WORK REQUIRED: Rewrite the data from its first line through the line containing "[(80, 220)]", replacing "reflection of sky in water" with "sky reflected in water" and keeping everything else unchanged. Give only those lines.

-*-*-

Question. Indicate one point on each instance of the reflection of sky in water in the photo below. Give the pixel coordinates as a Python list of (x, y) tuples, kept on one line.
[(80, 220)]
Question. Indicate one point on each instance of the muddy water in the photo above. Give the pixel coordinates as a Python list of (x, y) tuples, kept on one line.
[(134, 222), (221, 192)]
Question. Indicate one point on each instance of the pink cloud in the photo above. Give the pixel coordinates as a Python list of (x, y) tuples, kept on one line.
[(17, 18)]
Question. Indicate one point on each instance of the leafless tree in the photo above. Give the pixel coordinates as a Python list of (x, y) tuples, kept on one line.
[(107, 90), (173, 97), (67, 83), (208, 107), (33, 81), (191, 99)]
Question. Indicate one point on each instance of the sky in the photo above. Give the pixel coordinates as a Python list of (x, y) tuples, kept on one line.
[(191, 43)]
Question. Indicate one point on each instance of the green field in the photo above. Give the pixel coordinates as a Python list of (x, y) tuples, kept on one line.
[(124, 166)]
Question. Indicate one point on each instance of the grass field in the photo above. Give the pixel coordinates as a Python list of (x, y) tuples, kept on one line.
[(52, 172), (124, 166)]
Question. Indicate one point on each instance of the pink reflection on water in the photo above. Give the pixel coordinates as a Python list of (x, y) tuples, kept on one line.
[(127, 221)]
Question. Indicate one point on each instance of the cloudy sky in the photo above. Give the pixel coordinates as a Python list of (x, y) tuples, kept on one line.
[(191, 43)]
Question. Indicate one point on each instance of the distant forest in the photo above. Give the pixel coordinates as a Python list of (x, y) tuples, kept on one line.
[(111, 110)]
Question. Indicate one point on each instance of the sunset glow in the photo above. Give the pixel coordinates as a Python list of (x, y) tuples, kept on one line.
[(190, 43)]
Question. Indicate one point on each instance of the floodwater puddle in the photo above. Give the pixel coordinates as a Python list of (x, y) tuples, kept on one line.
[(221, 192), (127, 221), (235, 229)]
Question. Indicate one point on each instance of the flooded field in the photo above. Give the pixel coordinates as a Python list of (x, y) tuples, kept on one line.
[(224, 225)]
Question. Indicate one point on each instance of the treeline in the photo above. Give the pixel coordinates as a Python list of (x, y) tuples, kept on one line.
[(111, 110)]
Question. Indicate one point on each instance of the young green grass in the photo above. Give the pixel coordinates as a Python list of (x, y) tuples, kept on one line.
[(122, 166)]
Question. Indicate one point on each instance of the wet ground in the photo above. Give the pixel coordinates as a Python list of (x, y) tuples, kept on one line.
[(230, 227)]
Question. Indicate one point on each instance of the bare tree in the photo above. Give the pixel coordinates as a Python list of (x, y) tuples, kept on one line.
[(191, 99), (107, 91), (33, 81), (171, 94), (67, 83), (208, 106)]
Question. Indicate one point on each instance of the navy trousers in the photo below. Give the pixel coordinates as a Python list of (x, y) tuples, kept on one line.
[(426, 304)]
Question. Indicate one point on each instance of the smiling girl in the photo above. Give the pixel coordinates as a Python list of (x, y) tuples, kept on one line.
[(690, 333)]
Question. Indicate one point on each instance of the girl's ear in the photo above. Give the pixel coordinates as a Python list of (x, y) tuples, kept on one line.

-*-*-

SOLUTION BELOW:
Question. Indicate one point on each instance of the sky reflected in water in the photo below. Give the pixel coordinates as a Python list of (x, y) tuples, kept on one line.
[(80, 220)]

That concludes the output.